→ **WHAT TO PRODUCE**: Render the data as a Markdown table with the columns Row and Data line, giving each nonblank line its own numbered row. Begin at the line that contains "of the green" and stop after the last line of the data.

Point labeling data

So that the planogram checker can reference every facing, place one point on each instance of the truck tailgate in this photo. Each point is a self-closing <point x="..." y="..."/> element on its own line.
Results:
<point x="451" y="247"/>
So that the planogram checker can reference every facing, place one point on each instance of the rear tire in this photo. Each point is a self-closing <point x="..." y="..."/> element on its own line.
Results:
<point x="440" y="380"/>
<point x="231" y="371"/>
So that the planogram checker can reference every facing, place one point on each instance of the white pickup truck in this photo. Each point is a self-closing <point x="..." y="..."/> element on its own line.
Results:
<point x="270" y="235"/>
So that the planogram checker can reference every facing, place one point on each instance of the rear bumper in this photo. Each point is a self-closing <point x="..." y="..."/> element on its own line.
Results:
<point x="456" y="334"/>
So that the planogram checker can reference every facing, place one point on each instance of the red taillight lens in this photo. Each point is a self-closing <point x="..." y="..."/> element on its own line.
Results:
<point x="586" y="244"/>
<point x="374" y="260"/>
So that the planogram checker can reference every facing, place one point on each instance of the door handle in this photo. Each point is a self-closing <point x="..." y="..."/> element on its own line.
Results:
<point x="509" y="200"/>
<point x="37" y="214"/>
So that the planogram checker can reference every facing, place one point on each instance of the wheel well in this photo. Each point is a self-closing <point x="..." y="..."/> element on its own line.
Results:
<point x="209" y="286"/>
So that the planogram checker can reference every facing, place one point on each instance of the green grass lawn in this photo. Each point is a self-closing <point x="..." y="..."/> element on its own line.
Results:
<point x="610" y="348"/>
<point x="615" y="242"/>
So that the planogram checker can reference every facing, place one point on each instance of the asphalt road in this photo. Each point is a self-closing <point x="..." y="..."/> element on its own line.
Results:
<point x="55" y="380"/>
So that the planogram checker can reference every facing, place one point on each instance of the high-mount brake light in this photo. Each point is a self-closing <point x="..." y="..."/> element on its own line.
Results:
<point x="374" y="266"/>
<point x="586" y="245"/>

→ **EXERCISE SOLUTION**:
| Row | Data line |
|---|---|
| 1 | So that the planogram checker can reference every facing, place one point on each instance of the green grass lawn in this photo. Each point is a self-closing <point x="..." y="..."/> element on its own line. |
| 2 | Results: |
| 3 | <point x="610" y="348"/> |
| 4 | <point x="615" y="242"/> |
| 5 | So that the planogram checker can reference every facing, place one point on each instance of the asphalt road in this photo. Each point is a self-closing <point x="..." y="..."/> element on its own line. |
| 6 | Results: |
| 7 | <point x="55" y="380"/> |
| 8 | So that the planogram checker can reference every facing, place one point on each instance of the high-mount brake light in this photo. Each point is a self-closing <point x="..." y="..."/> element on its own line. |
| 9 | Results: |
| 10 | <point x="374" y="266"/> |
| 11 | <point x="586" y="245"/> |